• **WHAT THE TASK REQUIRES**:
Copy each of the items below word for word, keeping every line as it appears.

• **RAW DATA**:
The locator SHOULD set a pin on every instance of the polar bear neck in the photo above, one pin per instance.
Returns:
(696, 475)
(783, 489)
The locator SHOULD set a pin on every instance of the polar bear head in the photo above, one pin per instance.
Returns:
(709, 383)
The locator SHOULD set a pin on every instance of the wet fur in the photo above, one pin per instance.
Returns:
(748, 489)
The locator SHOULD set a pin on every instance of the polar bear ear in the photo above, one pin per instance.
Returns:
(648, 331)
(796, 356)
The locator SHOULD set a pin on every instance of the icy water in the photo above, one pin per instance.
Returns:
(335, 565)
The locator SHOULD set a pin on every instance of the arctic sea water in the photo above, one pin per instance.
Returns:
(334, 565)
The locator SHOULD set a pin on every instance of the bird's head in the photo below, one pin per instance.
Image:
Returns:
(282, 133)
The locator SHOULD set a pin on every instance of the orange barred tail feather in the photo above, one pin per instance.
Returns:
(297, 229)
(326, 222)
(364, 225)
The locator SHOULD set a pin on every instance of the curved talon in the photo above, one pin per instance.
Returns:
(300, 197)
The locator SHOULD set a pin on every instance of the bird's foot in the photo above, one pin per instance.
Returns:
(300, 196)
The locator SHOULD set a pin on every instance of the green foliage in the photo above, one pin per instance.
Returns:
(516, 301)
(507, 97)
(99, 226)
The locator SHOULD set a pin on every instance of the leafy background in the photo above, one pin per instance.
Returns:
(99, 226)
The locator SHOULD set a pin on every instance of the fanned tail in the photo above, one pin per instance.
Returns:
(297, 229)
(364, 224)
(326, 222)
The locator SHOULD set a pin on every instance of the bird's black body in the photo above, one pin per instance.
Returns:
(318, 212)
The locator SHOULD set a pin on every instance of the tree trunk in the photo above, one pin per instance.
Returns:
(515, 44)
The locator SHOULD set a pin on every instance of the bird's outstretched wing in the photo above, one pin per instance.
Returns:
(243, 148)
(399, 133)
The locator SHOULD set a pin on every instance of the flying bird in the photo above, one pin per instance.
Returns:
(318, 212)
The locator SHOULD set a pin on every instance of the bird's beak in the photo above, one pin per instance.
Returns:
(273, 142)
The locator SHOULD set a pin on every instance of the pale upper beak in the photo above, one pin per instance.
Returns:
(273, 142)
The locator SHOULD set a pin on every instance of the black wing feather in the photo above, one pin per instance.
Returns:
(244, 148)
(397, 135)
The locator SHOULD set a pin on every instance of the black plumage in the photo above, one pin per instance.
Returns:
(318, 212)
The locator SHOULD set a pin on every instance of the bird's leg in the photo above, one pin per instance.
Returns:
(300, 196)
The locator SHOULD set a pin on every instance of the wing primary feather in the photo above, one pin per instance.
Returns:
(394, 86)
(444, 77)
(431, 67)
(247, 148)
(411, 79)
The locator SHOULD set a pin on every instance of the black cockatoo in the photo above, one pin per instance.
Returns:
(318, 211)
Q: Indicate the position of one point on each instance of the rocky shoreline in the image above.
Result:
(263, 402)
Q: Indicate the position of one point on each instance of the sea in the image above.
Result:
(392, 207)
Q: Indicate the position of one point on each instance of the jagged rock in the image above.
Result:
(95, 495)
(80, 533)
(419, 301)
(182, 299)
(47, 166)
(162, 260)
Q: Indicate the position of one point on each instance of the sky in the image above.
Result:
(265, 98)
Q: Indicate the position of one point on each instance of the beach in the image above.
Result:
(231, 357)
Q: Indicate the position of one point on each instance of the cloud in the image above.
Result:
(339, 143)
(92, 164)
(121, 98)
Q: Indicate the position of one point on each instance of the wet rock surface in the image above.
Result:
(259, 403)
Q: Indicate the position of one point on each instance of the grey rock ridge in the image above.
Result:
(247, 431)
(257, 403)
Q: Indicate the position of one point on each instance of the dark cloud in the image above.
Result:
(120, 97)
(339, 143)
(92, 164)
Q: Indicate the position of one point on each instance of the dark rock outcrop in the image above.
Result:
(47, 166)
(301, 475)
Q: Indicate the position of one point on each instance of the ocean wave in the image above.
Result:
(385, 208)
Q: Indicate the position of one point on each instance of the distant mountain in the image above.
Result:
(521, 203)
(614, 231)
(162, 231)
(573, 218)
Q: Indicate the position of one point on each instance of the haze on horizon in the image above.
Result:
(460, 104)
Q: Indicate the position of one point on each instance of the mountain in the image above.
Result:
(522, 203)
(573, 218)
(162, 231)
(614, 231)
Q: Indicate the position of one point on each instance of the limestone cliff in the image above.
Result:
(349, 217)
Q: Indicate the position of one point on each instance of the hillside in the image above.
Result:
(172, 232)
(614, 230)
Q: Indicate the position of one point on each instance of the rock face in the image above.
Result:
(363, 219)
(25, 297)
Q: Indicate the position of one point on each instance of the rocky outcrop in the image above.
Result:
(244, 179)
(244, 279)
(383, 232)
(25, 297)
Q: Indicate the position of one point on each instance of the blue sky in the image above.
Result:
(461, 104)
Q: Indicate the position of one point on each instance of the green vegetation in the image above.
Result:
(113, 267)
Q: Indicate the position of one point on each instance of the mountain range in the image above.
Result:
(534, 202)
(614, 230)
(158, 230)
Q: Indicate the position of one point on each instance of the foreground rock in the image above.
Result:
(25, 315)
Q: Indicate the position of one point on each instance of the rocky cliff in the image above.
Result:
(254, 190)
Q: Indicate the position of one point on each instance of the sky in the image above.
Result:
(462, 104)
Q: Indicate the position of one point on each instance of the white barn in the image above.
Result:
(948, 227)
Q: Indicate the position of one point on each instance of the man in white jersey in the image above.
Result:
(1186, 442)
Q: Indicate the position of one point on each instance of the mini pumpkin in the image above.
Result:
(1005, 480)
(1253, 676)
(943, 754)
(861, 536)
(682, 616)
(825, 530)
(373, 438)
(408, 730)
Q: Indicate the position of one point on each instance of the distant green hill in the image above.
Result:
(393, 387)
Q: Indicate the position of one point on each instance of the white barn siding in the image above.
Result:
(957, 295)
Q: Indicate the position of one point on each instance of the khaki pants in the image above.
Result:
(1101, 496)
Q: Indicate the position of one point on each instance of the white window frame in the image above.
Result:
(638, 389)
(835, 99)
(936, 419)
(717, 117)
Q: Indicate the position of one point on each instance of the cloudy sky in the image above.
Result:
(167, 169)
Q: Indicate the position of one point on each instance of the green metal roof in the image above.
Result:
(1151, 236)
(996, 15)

• **OUTPUT BELOW**:
The locator SHOULD set a pin on every instance of the polar bear neck in the photo above, one pin per instance.
Returns:
(696, 475)
(783, 489)
The locator SHOULD set a pin on every instance of the polar bear head in the photo above, one pin per instance.
Returns:
(709, 383)
The locator SHOULD set a pin on every instance of the wet fur in the photo above, one pin per instance.
Returns:
(748, 489)
The locator SHOULD set a pin on every instance of the polar bear ear in the photo above, one pin per instance.
Returns:
(648, 331)
(796, 356)
The locator SHOULD set a pin on every instance of the icy water in the photo above, one pin per instance.
Returns:
(335, 565)
The locator SHOULD set a pin on every instance of the arctic sea water in the photo above, one pin per instance.
Returns:
(334, 565)
The locator SHOULD set a pin on every instance of the bird's head in the photo below, one pin per instance.
Image:
Returns:
(282, 133)
The locator SHOULD set a pin on every instance of the orange barred tail feather in the photo above, one pin per instance.
Returns:
(297, 229)
(326, 222)
(364, 225)
The locator SHOULD set a pin on every instance of the curved talon in the photo above, one pin per instance.
Returns:
(300, 197)
The locator SHOULD set a pin on every instance of the bird's foot in the photo above, one pin per instance.
Returns:
(300, 196)
The locator SHOULD set a pin on every instance of the green foliage in the photo above, one pin per instance.
Returns:
(516, 301)
(507, 97)
(99, 226)
The locator SHOULD set a pin on every instance of the leafy background in the photo above, one pin per instance.
Returns:
(99, 226)
The locator SHOULD set a pin on every instance of the fanned tail in the photo above, one pin per instance.
Returns:
(297, 229)
(364, 224)
(326, 222)
The locator SHOULD set a pin on every instance of the bird's black body in the photo above, one pin per instance.
Returns:
(318, 212)
The locator SHOULD set a pin on every instance of the tree trunk in the photo above, one pin per instance.
Returns:
(515, 44)
The locator SHOULD set a pin on every instance of the bird's outstretched wing in the photo above, one pin per instance.
Returns:
(243, 148)
(399, 133)
The locator SHOULD set a pin on every instance of the flying bird in the photo above, one pin per instance.
Returns:
(318, 212)
The locator SHOULD set a pin on every instance of the bird's beak in the photo above, one pin per instance.
Returns:
(273, 142)
The locator SHOULD set a pin on every instance of the pale upper beak in the photo above, one pin per instance.
Returns:
(273, 142)
The locator SHOULD set a pin on every instance of the black wing feather in the photo above, one pin per instance.
Returns:
(244, 148)
(397, 135)
The locator SHOULD set a pin on every instance of the black plumage in the photo above, one pin per instance.
Returns:
(318, 212)
The locator SHOULD set a pin on every instance of the bird's leg in the photo above, one pin per instance.
Returns:
(300, 196)
The locator SHOULD set a pin on every instance of the wing primary feather in the photo above, one pin per instance.
Returns:
(394, 86)
(444, 77)
(431, 67)
(247, 148)
(411, 79)
The locator SHOULD set a pin on every instance of the black cockatoo in the photo above, one pin per instance.
Returns:
(318, 211)
Q: Indicate the position of one point on each instance of the rocky shoreline in the image above.
Result:
(263, 402)
Q: Indicate the position of one point on each instance of the sea in the image above.
Result:
(392, 207)
Q: Indicate the position of one point on each instance of the jagged rock in the image above.
Result:
(95, 495)
(80, 533)
(419, 301)
(182, 299)
(47, 166)
(162, 260)
Q: Indicate the position of one point on each instance of the sky in the image above.
Result:
(265, 98)
Q: Indicate the position of one point on each instance of the beach in the image above.
Result:
(231, 357)
Q: Indicate the position of one point on each instance of the cloud in the image above.
Result:
(339, 143)
(92, 164)
(121, 98)
Q: Indicate the position of one point on each instance of the wet rock surface in the image above.
Result:
(259, 403)
Q: Indicate the position of one point on each instance of the grey rock ridge in the image above.
Result:
(247, 431)
(257, 403)
Q: Indicate the position of one point on each instance of the dark cloud in the image above.
Result:
(120, 97)
(339, 143)
(92, 164)
Q: Indicate the position of one point on each instance of the dark rock outcrop in the image above.
Result:
(47, 166)
(301, 475)
Q: Indicate the position of one point on each instance of the ocean wave in the image above.
Result:
(385, 208)
Q: Indicate the position of one point on each instance of the distant mountain in the image above.
Result:
(521, 203)
(614, 231)
(162, 231)
(573, 218)
Q: Indicate the position of one point on each instance of the haze on horizon in the image above.
Result:
(460, 104)
Q: Indicate the position of one point on each instance of the mountain in the image above.
Result:
(522, 203)
(573, 218)
(162, 231)
(614, 231)
Q: Indicate the position of one point on each instance of the limestone cliff in the image above.
Result:
(349, 217)
Q: Indicate the position of one point on each instance of the hillside in the image above.
Result:
(172, 232)
(614, 230)
Q: Indicate the position of one point on each instance of the rock face in the image above.
Result:
(363, 219)
(25, 297)
Q: Indicate the position of one point on each instance of the rocky outcrop in the image above.
Result:
(244, 179)
(244, 279)
(383, 232)
(25, 297)
Q: Indicate the position of one point on each instance of the blue sky in the image above.
Result:
(461, 104)
Q: Indicate the position of one point on each instance of the green vegetation in the image above.
Result:
(113, 267)
Q: Indicate the position of one point on each instance of the mountain range in the image above.
Result:
(534, 202)
(614, 230)
(158, 230)
Q: Indicate the position of one point on each instance of the foreground rock in the image above.
Result:
(25, 315)
Q: Indicate the position of one point on each instance of the rocky cliff in the image above.
Result:
(254, 190)
Q: Indicate the position of one point on each instance of the sky in the image above.
Result:
(462, 104)
Q: Indicate the position of one point on each instance of the white barn in the image above.
Result:
(948, 227)
Q: Indicate the position of one point on each instance of the man in white jersey in the image above.
Result:
(1186, 442)
Q: Indicate the position of one point on each instance of the mini pumpkin in the image above.
Result:
(1005, 480)
(1253, 676)
(943, 754)
(861, 536)
(682, 616)
(825, 530)
(373, 438)
(408, 730)
Q: Indicate the position of one point on each instance of the distant green hill in the image above.
Result:
(393, 387)
Q: Indicate the position of one point on each instance of the white barn siding in the image above.
Result:
(957, 295)
Q: Indicate the position of one point on each instance of the khaki pants in the image above.
Result:
(1101, 496)
Q: Indicate the position of one point on each instance of the white window frame in the image above.
Result:
(638, 389)
(835, 99)
(936, 419)
(717, 117)
Q: Indicate the position of one point on each instance of the cloudy sky in the image above.
Result:
(167, 169)
Q: Indicate the position of one point on each instance of the green metal roof in the image above.
Result:
(1151, 236)
(996, 15)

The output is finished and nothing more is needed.